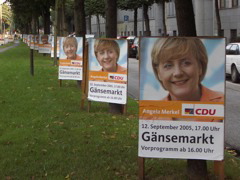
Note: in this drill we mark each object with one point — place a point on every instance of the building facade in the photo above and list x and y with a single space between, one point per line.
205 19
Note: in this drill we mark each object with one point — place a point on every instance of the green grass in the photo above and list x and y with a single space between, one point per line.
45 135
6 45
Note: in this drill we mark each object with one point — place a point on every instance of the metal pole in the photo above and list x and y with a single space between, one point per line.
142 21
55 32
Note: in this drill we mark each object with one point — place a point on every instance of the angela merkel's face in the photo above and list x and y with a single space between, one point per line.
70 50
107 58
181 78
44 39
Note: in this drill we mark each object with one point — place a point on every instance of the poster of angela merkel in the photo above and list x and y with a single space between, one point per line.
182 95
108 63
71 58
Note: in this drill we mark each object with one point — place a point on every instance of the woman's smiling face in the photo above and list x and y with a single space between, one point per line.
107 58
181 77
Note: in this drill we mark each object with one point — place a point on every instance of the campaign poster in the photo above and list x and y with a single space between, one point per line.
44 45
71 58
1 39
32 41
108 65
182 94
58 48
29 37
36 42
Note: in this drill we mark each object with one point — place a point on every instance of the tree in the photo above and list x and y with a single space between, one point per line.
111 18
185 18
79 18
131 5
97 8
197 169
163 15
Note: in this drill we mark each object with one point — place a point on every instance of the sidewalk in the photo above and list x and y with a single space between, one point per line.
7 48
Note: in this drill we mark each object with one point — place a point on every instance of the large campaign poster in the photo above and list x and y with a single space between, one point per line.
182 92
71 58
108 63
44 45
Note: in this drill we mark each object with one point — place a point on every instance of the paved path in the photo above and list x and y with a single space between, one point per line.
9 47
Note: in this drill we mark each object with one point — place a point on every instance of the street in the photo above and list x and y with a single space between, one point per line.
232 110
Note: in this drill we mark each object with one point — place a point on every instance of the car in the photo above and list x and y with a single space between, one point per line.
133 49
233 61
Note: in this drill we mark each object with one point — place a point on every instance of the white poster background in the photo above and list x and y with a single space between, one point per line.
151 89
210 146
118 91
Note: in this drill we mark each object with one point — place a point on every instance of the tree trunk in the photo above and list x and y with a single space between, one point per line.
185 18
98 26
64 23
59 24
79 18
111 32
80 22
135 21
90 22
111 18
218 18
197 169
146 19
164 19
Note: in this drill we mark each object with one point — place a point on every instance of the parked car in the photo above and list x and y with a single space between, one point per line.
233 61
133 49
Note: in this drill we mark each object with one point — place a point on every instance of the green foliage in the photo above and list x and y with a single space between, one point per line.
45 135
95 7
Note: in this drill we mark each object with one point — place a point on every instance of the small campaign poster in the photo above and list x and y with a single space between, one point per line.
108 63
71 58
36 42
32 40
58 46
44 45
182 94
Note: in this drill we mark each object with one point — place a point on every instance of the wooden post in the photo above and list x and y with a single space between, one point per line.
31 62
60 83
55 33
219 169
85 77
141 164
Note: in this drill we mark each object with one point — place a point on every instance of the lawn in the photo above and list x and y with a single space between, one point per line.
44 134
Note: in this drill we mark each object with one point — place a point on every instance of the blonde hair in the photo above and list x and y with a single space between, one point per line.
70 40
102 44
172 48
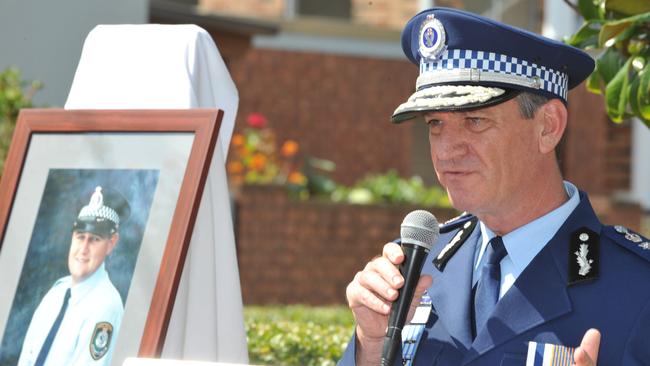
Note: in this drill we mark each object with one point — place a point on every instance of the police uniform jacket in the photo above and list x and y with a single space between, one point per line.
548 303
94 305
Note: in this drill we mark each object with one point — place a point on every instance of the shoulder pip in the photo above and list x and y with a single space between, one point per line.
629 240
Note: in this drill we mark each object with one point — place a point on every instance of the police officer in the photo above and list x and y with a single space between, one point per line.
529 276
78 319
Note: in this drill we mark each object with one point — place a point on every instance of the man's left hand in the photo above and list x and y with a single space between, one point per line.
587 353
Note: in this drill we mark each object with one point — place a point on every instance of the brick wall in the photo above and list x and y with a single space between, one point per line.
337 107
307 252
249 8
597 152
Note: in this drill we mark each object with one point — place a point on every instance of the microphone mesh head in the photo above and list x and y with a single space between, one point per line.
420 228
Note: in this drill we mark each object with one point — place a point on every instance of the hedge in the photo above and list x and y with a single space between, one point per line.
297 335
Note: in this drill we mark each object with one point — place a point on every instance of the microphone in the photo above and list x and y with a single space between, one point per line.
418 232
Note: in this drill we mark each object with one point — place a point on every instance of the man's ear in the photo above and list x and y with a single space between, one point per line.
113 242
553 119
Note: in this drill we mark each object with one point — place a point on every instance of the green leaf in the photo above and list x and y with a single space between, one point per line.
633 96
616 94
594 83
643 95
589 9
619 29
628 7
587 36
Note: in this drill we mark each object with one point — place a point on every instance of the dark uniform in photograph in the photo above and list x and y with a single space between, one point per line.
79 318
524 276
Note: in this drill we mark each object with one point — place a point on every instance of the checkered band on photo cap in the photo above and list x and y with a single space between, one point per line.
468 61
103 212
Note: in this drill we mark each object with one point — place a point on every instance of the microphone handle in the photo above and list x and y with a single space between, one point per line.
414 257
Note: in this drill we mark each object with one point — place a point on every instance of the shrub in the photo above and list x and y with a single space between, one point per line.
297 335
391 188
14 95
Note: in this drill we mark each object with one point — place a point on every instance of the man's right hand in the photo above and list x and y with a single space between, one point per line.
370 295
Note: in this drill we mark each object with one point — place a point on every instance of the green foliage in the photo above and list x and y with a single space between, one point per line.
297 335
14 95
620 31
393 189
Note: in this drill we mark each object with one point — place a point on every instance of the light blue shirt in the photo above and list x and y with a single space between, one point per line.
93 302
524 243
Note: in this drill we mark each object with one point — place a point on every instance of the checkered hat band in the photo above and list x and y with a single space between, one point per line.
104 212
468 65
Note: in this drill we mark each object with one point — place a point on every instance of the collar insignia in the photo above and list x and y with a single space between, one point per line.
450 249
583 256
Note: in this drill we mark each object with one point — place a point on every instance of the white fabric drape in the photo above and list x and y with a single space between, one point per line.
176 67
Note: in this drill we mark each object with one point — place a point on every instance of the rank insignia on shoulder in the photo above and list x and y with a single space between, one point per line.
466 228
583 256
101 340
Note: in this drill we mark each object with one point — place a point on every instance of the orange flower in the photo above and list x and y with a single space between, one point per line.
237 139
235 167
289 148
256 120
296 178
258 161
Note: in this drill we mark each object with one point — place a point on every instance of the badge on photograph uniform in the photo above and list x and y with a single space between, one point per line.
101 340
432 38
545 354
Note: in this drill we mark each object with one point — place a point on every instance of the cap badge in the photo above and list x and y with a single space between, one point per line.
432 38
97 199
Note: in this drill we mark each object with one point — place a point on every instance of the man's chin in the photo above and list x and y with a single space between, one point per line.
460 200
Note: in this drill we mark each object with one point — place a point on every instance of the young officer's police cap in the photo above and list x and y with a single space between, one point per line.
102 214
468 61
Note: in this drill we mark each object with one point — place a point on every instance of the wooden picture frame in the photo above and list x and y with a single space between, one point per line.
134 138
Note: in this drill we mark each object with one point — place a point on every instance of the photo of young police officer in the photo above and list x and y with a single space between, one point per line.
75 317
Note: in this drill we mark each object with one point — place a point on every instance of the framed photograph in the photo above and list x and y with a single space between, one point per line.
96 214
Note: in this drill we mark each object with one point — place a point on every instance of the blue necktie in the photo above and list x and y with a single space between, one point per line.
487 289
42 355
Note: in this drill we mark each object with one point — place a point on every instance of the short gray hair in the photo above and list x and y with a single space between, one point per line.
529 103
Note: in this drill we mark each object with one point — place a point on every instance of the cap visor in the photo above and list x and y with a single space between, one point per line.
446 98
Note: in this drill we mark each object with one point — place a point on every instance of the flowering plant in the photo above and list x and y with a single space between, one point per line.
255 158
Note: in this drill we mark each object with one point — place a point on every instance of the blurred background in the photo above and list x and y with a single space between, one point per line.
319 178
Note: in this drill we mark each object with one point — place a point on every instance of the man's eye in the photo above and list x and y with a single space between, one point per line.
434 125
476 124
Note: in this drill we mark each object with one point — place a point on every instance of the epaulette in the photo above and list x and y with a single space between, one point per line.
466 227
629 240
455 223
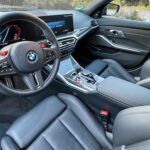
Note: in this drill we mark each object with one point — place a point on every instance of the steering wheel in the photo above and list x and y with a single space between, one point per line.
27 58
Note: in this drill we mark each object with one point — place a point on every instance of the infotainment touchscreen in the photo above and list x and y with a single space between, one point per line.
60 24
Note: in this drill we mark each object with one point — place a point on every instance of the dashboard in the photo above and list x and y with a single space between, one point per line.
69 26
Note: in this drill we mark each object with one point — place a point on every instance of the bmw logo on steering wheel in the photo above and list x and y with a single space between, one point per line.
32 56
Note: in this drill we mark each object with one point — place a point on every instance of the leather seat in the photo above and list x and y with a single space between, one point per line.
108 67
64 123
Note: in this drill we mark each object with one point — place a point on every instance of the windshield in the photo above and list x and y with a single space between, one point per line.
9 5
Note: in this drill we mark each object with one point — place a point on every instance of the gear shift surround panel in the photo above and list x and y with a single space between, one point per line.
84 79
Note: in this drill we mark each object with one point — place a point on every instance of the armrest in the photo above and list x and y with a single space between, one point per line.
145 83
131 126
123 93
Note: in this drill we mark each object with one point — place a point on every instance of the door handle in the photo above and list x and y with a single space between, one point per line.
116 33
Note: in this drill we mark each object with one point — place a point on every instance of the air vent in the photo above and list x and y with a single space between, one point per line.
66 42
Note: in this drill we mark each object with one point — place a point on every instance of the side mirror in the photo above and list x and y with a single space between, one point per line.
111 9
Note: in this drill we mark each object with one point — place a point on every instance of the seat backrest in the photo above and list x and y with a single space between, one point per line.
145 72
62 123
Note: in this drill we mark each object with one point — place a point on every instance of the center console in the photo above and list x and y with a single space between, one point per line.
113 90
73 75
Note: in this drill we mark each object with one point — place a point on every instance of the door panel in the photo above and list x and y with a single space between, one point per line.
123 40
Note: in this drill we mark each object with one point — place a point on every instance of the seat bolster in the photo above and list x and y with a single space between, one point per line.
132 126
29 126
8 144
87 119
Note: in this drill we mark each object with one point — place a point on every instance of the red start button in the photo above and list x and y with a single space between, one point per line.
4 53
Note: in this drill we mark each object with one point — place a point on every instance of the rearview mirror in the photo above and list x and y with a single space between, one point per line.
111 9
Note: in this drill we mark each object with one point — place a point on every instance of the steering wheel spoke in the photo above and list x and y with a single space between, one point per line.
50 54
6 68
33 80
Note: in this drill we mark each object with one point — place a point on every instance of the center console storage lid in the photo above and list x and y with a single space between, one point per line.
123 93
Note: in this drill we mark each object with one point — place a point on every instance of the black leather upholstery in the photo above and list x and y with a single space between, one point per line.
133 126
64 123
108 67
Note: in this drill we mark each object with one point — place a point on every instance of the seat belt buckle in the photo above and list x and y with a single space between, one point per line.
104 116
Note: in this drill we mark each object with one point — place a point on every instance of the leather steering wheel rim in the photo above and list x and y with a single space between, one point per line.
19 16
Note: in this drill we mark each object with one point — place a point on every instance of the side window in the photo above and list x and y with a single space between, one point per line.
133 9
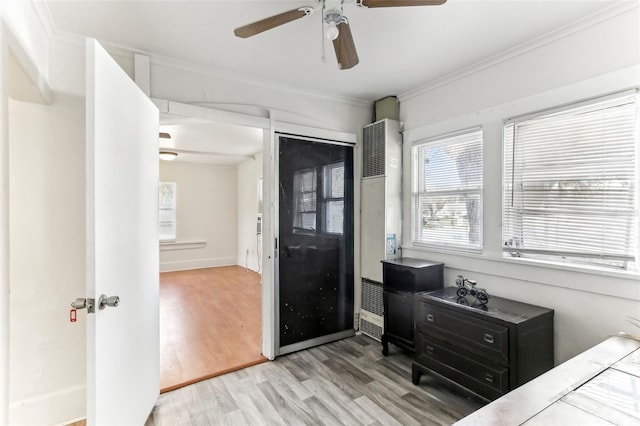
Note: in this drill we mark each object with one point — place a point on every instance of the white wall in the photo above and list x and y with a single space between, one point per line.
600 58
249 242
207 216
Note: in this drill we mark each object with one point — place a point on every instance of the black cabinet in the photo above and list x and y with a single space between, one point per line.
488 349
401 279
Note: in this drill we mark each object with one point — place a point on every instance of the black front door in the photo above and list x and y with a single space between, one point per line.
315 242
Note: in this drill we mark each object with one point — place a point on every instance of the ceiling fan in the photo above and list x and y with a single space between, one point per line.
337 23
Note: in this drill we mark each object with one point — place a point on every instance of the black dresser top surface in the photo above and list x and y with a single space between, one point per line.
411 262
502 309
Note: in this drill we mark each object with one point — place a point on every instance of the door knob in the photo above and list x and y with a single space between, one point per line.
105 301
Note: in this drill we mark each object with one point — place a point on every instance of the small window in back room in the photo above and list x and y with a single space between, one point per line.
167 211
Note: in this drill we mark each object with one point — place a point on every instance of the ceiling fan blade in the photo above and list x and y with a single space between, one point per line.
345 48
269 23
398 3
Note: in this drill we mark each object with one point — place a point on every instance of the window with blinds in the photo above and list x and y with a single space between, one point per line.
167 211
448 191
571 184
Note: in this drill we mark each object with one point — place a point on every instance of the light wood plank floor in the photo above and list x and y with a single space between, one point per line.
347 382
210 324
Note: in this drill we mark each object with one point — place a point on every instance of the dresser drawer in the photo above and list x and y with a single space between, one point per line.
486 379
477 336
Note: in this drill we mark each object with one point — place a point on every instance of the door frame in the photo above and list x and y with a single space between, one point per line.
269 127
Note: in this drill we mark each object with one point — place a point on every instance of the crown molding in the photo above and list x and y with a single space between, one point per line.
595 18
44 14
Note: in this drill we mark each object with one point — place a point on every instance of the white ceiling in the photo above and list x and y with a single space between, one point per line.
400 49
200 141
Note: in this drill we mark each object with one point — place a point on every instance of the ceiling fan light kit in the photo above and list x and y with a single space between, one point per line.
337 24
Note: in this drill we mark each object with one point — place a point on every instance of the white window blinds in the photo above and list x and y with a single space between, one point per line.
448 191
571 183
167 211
——
**WRITTEN REQUEST**
Rewrite the data from the line containing "the white window" through the last line as a numbered list, omitting any blank lines.

**EXERCISE RESPONSE**
1. Note: in this drill we mark each object with one point — place a point on every instance of the white window blinds in the photo above and list x and y with a single space between, one point per line.
2. 448 191
3. 571 183
4. 167 211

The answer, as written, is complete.